▶ [Exercise requirements]:
Print the listing that follows, character for character.

Data listing section start

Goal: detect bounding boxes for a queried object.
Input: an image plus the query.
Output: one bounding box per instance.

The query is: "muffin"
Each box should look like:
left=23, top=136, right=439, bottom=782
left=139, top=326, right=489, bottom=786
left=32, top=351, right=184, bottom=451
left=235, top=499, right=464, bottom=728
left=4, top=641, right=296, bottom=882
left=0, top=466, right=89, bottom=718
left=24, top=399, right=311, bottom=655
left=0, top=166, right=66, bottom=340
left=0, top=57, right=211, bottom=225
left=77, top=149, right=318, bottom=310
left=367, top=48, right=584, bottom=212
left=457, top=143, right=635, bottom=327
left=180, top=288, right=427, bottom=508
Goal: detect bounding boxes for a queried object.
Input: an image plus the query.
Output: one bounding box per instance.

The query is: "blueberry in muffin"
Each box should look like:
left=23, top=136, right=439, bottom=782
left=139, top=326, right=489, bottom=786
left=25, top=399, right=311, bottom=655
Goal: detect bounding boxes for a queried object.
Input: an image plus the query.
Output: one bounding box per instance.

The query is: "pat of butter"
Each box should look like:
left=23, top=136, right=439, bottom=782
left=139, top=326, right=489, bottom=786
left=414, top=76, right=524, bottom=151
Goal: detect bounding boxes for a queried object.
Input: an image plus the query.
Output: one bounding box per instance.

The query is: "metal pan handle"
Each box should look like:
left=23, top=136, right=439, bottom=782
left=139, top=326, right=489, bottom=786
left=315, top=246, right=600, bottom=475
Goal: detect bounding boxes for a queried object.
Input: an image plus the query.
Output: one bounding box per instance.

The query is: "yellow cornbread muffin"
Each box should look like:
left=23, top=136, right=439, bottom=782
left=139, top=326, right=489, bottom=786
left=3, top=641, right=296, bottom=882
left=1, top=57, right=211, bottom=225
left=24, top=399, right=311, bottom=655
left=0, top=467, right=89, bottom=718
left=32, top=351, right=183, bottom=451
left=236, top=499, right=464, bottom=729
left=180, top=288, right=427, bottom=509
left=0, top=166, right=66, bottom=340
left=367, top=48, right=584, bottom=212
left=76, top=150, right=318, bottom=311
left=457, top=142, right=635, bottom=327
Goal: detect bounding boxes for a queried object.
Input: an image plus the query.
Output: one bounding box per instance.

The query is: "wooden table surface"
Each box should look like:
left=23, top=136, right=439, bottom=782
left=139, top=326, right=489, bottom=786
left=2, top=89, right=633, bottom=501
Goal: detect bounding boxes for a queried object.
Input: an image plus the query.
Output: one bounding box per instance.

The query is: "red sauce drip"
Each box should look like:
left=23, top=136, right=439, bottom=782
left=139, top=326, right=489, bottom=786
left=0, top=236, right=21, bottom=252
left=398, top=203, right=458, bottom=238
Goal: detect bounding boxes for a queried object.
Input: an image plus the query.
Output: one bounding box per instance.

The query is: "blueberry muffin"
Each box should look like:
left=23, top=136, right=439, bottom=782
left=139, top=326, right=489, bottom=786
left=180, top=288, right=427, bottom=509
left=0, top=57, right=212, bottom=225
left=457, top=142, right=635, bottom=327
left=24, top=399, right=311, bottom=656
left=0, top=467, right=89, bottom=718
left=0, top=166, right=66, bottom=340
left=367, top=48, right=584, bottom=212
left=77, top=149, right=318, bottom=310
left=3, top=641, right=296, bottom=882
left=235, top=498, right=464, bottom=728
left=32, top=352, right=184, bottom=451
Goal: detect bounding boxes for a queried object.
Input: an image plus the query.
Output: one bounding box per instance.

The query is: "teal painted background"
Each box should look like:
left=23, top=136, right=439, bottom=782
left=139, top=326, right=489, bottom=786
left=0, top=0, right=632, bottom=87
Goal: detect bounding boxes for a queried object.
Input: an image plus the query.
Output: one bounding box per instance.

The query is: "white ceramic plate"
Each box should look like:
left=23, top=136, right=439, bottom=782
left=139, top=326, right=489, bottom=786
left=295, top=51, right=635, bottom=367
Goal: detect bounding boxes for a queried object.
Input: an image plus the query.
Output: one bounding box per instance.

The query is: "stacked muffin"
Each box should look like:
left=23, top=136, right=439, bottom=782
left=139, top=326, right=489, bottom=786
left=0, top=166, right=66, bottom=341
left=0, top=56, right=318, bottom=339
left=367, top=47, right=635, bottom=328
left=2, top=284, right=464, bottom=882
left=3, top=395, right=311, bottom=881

Data listing section end

▶ [Result]:
Goal: detect bounding boxes for a queried object.
Input: an image plus the query.
Output: one bounding box per instance.

The query is: "muffin"
Each box should look like:
left=23, top=136, right=439, bottom=782
left=139, top=326, right=489, bottom=786
left=32, top=351, right=184, bottom=451
left=235, top=499, right=464, bottom=728
left=4, top=641, right=296, bottom=882
left=0, top=466, right=89, bottom=718
left=24, top=399, right=311, bottom=655
left=0, top=166, right=66, bottom=340
left=0, top=57, right=211, bottom=225
left=77, top=149, right=318, bottom=310
left=367, top=48, right=584, bottom=212
left=457, top=143, right=635, bottom=327
left=180, top=288, right=427, bottom=508
Goal: detect bounding boxes for a queried object.
Input: an image plus the query.
Output: one bounding box per instance.

The query is: "blueberry in muffin"
Each box should look like:
left=23, top=136, right=439, bottom=782
left=139, top=326, right=489, bottom=786
left=25, top=399, right=311, bottom=655
Goal: detect bounding boxes for a queried object.
Input: an image plus the query.
Output: one bounding box per instance.

The query is: "pat of butter"
Each box should look like:
left=23, top=136, right=439, bottom=782
left=139, top=326, right=489, bottom=786
left=414, top=76, right=524, bottom=151
Goal: detect bounding boxes for a queried object.
Input: an image plus the query.
Output: one bounding box per instance.

The query is: "metal pan handle"
Each box should look like:
left=23, top=136, right=439, bottom=782
left=139, top=326, right=489, bottom=786
left=315, top=246, right=600, bottom=475
Goal: detect bounding boxes for a queried object.
Input: an image plus the query.
Output: one bounding box per instance.

The query is: "yellow cornbread muffin"
Each box should look like:
left=23, top=136, right=439, bottom=782
left=139, top=326, right=489, bottom=786
left=3, top=641, right=296, bottom=882
left=1, top=57, right=211, bottom=225
left=24, top=399, right=311, bottom=655
left=0, top=467, right=89, bottom=718
left=32, top=351, right=183, bottom=451
left=236, top=499, right=464, bottom=729
left=180, top=288, right=427, bottom=509
left=0, top=166, right=66, bottom=340
left=367, top=48, right=584, bottom=212
left=76, top=150, right=318, bottom=311
left=457, top=142, right=635, bottom=327
Goal: detect bounding boxes for a queried object.
Input: an image plus the query.
Output: one bounding box per instance.

The query is: "wooden table surface"
Each box should look like:
left=23, top=136, right=439, bottom=782
left=139, top=326, right=489, bottom=786
left=2, top=89, right=633, bottom=501
Goal: detect bounding boxes for a queried object.
Input: an image plus the query.
Output: one bounding box per instance.

The query is: "red sauce drip"
Each box should look like:
left=23, top=136, right=439, bottom=782
left=139, top=326, right=489, bottom=786
left=0, top=236, right=21, bottom=252
left=398, top=203, right=458, bottom=238
Goal: detect bounding boxes for a queried object.
Input: an image plus the query.
Output: one bounding box per instance.

The query is: "blueberry muffin"
Each box should look like:
left=23, top=136, right=439, bottom=782
left=139, top=326, right=489, bottom=786
left=180, top=288, right=427, bottom=509
left=0, top=57, right=212, bottom=225
left=457, top=142, right=635, bottom=327
left=24, top=399, right=311, bottom=656
left=0, top=467, right=89, bottom=718
left=0, top=166, right=66, bottom=340
left=367, top=48, right=584, bottom=212
left=77, top=149, right=318, bottom=310
left=3, top=641, right=296, bottom=882
left=235, top=498, right=464, bottom=728
left=32, top=352, right=184, bottom=451
Goal: detect bounding boxes for a queried object.
Input: an image plus the query.
Output: one bounding box per instance.

The query is: "teal painted background"
Each box should look like:
left=23, top=136, right=439, bottom=782
left=139, top=326, right=489, bottom=786
left=0, top=0, right=632, bottom=87
Goal: detect bounding boxes for a queried object.
Input: an image plus the query.
Output: one bounding box per instance.

The query is: "white ceramic plate"
Each box should look like:
left=23, top=136, right=439, bottom=782
left=139, top=326, right=489, bottom=786
left=295, top=51, right=635, bottom=367
Goal: detect bounding boxes for a queried object.
Input: an image plus the query.
Output: one bounding box per instance.

The query is: "stacked muffin"
Each box should look like:
left=23, top=136, right=439, bottom=782
left=139, top=326, right=489, bottom=786
left=0, top=166, right=66, bottom=341
left=0, top=56, right=318, bottom=339
left=367, top=47, right=635, bottom=328
left=2, top=284, right=464, bottom=882
left=3, top=395, right=311, bottom=881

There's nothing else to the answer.